===== Fragmento citado

Desde los primeros compases de la historia -dos jóvenes que se conocen y se
enamoran, "nuestro futuro intentando acontecer"- hay una pura emoción
destilada sin asomo de cursilería. Momentos excepcionales: el poema
dedicado al día en que Sylvia Plath empieza a recitarle sus poemas a unas vacas
que se quedan quietas, el poema dedicado al 9 de Willow Street donde la pareja
se instala, el poema en que Sylvia Plath es atada a la vida por un embarazo, el
poema dedicado a la Ouija, ese poema milagroso en el que el poeta se encuentra
con alguien que lleva un zorro y no sabe si comprárselo para regalárselo a su
mujer y no, al final no se lo compra, y ese hecho es el final del matrimonio
(contado así parece una tontería: la poesía de Ted Hughes consigue cargar de
sentido y significado el hecho nimio, lo transforma, lo magnifica, lo hace
convincente). Los poemas de viaje, los viajes que la pareja hace a Francia, a
América, a España (Sylvia Plath detestaba España). El poema
Soñadores, que incrusta en la narración la presencia de una extraña
mujer de belleza extraordinaria, Assia Wevill. La soñadora que había en ella se
enamoró de Hughes y el soñador que había en Hughes se enamoró de ella. El poema
Robándome a mí mismo. El poema Vida después de la muerte,
lleno de lobos hambrientos con despacho universitario o columna en la prensa. El
poema, difícil de leer sin echarse a llorar -en serio- sobre los ojos de Sylvia
Plath revividos en los ojos de su hijo. El poema Los perros se están
comiendo a vuestra madre, sobre la secta de los plathianos que van
troceando el cadáver de la poeta en alegres simposios. El dramatis
personae del libro no se acaba en Ted Hughes y Sylvia Plath y sus dos
hijos, además de la soñadora Assia Wevill: es muy importante la presencia del
Papá de Sylvia Plath, a quien Hughes le hace una visita de ultratumba en otro
poema impactante. Alguien, al aparecer el libro, dijo que Hughes utilizaba sus
mejores armas para quitarse de encima la culpa de haber arrastrado a la
depresión a Sylvia Plath y echárselas al Papá de Sylvia Plath. Aunque
es evidente que en el drama, el Papá de Sylvia Plath tiene un peso importante -y
un peso culpable-, eso no significa que Hughes trate de descargar la propia
culpa compartiéndola: en todo caso la multiplica, y el poeta se echa en cara a
sí mismo no haber sabido arrebatar a la amada una relación tan perniciosa como
la que construyó con su Papá fascista -a quien dedicó un tremebundo
poema.

==========
===== Listado de registros

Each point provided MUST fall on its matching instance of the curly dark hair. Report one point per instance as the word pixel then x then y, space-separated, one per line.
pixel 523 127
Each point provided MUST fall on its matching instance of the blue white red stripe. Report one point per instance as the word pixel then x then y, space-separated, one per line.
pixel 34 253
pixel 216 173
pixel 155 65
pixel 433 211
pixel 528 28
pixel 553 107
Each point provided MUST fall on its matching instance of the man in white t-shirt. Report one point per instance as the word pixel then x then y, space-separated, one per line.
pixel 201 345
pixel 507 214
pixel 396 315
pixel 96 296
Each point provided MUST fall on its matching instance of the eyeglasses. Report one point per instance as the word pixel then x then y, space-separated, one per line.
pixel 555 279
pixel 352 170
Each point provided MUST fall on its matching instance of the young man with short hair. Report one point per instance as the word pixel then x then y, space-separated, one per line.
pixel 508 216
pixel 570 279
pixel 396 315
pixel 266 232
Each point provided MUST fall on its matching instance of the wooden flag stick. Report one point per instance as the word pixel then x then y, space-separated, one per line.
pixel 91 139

==========
===== Listado de registros

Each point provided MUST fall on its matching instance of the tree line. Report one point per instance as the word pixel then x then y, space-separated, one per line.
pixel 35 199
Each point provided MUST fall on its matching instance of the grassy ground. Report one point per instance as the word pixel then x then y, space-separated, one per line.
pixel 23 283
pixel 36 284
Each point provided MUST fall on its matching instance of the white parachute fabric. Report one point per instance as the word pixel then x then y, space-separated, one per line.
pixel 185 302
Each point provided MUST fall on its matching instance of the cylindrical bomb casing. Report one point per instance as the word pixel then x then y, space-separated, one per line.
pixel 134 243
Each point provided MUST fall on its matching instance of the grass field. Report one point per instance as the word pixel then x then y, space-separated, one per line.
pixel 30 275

==========
===== Listado de registros

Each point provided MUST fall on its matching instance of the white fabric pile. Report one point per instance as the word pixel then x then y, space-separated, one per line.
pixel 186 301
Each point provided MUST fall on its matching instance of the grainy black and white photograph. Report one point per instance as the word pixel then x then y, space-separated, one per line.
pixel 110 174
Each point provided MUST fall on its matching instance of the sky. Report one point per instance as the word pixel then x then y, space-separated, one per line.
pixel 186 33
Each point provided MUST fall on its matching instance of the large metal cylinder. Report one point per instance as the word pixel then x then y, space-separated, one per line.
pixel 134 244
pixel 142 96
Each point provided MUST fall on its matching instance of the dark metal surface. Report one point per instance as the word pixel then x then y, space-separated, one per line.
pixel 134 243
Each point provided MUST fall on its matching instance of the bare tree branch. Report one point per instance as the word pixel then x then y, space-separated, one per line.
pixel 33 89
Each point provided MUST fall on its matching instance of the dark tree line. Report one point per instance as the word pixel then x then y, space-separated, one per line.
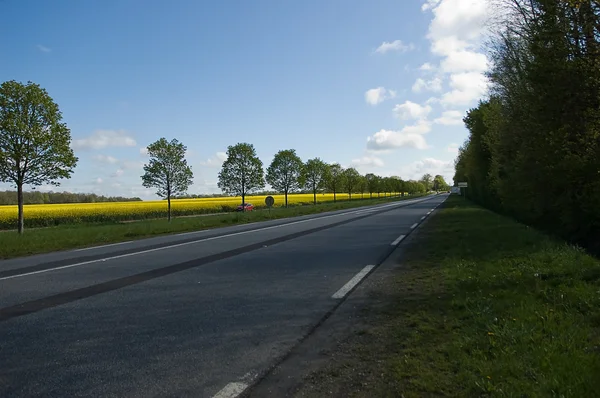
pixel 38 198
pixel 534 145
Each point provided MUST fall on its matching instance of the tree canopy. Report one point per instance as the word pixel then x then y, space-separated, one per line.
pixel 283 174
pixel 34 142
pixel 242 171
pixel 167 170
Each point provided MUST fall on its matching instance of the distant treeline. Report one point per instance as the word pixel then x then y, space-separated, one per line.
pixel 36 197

==========

*Enunciado 1*: Según el fragmento, ¿qué país detestaba Sylvia Plath?
*Enunciado 2*: Indica si cada afirmación concuerda con el fragmento y cita las palabras que lo deciden: (a) Al final, el poeta compra el zorro para regalárselo a su mujer. (b) El poema Los perros se están comiendo a vuestra madre trata sobre la secta de los plathianos. (c) Hughes reparte su culpa con el Papá de Sylvia Plath para descargarla.
*Enunciado 3*: Resume el fragmento en dos oraciones, por favor.

*Solución razonada 1*: España.

*Solución razonada 2*:
(a) No: "y no, al final no se lo compra".
(b) Sí: "sobre la secta de los plathianos que van troceando el cadáver de la poeta en alegres simposios".
(c) No: "eso no significa que Hughes trate de descargar la propia culpa compartiéndola: en todo caso la multiplica".

*Solución razonada 3*: El fragmento elogia la emoción sin cursilería de la poesía de Ted Hughes sobre su historia con Sylvia Plath, desde el enamoramiento y los viajes hasta la aparición de Assia Wevill y el final del matrimonio. Destaca también la presencia del Papá de Sylvia Plath y niega que Hughes trate de descargar su propia culpa en él, pues en todo caso la multiplica.